> [Auszug zum Lesen]:
_ _ _
Nach eineinhalbjährigem Tauziehen haben sich das EU-Parlament und die EU-Mitgliedstaaten auf effektivere Kontrollen, verbesserte Zulassungsverfahren und höhere Anforderungen an die Qualifikationen für Prüfpersonal bei Kontrollinstanzen wie dem TÜV oder Dekra geeinigt.

"Die Menschen in Europa haben ein Recht darauf, dass wir die richtigen Konsequenzen aus Skandalen wie den um schadhafte Brustimplantate, ziehen", sagte der gesundheitspolitische Sprecher der EVP-Fraktion im Europaparlament, Peter Liese (CDU).

Die Europaabgeordneten waren tätig geworden, nachdem im Frühjahr 2010 der "PIP-Skandal" ruchbar geworden war. Die französische Firma Poly Implante Prothèse hatte Brustimplantate mit minderwertigem Silikon befüllt.

Bei zahlreichen Frauen rissen die Implantate ein. Das Zertifikat für dieses Medizinprodukt hatte der TÜV Rheinland ausgestellt.

Ob das Prüfunternehmen für die Schäden, die PIP angerichtet hat, mitverantwortlich ist, ist Gegenstand eines Verfahrens vor dem Europäischen Gerichtshof (EUGH). 5000 Frauen in Deutschland, rund 125.000 weltweit, waren die Produkte eingesetzt worden.

Schwab: "Ausgewogener Kompromiss"

In den vergangenen Jahren hat das EU-Parlament darum gerungen, eine verbraucher- und wirtschaftsfreundliche Lösung zugleich zu finden.

"Wir haben einen ausgewogenen Kompromiss zwischen der Verbesserung von Sicherheitsstandards für Medizinprodukte und der Vermeidung von unverhältnismäßigen Belastungen für Medizinprodukte-Hersteller erreichen können", so der der CDU-Europaabgeordnete Andreas Schwab.

Für den AOK-Bundesverband gehen die Vorschläge nicht weit genug. "Einige der jetzt beschlossenen Regelungen sind ein Schritt zu mehr Patientensicherheit. Aber viele wichtige Vorschläge fanden auf EU-Ebene leider keine Mehrheiten", bedauert AOK-Bundesverbandschef Martin Litsch.
_ _ _
> [Dateneinträge]:
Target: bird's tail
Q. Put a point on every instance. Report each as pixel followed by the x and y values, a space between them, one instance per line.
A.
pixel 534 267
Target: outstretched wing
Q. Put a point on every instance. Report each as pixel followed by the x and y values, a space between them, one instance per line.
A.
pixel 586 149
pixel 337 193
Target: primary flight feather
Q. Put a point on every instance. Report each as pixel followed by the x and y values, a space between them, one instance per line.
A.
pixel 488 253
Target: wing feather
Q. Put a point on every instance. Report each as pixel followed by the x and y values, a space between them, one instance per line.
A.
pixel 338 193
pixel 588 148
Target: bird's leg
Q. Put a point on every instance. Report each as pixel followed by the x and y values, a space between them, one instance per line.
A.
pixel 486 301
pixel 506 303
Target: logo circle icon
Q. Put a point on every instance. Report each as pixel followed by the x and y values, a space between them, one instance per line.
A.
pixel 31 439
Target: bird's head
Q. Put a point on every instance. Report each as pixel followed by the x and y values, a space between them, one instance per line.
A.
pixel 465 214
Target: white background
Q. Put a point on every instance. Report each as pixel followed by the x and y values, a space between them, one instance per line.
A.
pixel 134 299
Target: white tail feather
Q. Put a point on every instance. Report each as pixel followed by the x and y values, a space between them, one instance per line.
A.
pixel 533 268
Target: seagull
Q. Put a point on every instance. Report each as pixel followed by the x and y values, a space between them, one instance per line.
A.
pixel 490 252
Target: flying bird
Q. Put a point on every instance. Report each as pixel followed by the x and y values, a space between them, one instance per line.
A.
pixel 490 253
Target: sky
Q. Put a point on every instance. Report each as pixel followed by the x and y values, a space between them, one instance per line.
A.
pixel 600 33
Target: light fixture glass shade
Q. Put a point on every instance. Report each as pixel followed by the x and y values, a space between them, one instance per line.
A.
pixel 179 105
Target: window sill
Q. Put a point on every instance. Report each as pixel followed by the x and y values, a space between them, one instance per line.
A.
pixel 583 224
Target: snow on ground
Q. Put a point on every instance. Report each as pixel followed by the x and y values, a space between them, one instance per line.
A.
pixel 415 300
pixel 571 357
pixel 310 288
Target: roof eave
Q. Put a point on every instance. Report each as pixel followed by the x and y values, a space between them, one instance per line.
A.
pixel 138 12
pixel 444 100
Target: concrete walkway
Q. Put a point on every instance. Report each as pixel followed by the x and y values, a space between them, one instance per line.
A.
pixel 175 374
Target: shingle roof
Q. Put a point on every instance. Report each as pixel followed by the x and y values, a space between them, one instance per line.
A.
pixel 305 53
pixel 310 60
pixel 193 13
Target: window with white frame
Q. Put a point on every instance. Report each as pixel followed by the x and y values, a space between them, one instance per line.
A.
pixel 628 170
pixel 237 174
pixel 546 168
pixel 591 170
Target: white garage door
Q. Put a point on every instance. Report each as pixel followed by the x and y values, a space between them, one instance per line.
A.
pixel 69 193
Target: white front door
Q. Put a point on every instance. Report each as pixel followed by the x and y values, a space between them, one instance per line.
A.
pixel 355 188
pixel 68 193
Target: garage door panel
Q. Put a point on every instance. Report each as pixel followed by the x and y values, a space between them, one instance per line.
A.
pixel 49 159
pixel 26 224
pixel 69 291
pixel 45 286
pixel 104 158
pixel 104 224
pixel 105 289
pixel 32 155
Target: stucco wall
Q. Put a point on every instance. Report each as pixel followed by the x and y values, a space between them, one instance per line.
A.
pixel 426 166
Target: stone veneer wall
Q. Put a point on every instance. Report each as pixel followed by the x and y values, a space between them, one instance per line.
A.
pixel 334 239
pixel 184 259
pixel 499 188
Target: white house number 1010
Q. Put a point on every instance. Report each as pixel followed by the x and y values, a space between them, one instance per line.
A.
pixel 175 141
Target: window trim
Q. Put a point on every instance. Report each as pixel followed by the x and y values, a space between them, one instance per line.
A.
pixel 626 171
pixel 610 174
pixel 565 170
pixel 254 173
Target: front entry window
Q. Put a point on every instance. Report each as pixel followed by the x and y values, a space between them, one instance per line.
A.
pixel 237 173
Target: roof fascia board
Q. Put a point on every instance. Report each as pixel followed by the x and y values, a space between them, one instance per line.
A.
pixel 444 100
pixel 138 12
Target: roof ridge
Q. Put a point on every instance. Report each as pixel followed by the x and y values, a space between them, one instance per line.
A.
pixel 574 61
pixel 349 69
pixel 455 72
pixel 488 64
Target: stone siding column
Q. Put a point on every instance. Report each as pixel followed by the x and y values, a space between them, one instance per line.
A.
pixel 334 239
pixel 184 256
_ _ _
> [Aufgabe 1]:
Beantworte zum Bericht über die EU-Regeln für Medizinprodukte:
(a) Welche französische Firma füllte Brustimplantate mit minderwertigem Silikon?
(b) Wer hatte das Zertifikat für dieses Medizinprodukt ausgestellt?
(c) Wer leitet den AOK-Bundesverband?
> [Aufgabe 2]:
Setze den Bericht über die EU-Regeln für Medizinprodukte im Anschluss an seinen letzten Satz fort.

> [Antwort 1]:
(a) Poly Implante Prothèse
(b) Der TÜV Rheinland
(c) Martin Litsch

> [Antwort 2]:
Seine Forderung: Die Bundesregierung solle bei der Industriehaftung nachbessern und die Hersteller zum Abschluss einer Haftpflichtversicherung verpflichten.

"Wenn Patienten unter den Folgen fehlerhafter Medizinprodukte leiden, dürfen sie nicht auch noch finanziell im Regen stehen, begründete Litsch seinen Vorstoß.

Litsch kritisierte, dass die Medizinprodukte von Stellen mit eigenen wirtschaftlichen Interessen geprüft werden sollen. In Deutschland sind das TÜV und DEKRA.

Prüfstellen sollen auf medizinische Expertise zurückgreifen

Der Sachverständigenrat für das Gesundheitswesen hatte bereits 2014 vorgeschlagen, eine zunabhängige und zentrale Zulassung auf europäischer Ebene einzuführen. Immerhin sollen die Prüfstellen künftig vor dem Erteilen einer Zulassung auf medizinische Expertise zurückgreifen müssen.

Zudem sollen sie auch dioe Herstellung fortlaufend kontrollieren. Eine Nummer soll die Implantate identifizierbar machen. In Deutschland gibt es zusätzlich seit knapp einem Jahr für Hochrisikoprodukte eine Art früher Nutzenbewertung.

Die Gesundheitsminister der EU-Länder werden die Verordnung bei ihrem Treffen am 16. Juni voraussichtlich durchwinken. Die EU-Verordnung soll im zweiten Halbjahr in Kraft treten. Die Mitgliedsländer haben danach drei Jahre Zeit, die neuen Regeln umzusetzen. (taf/af).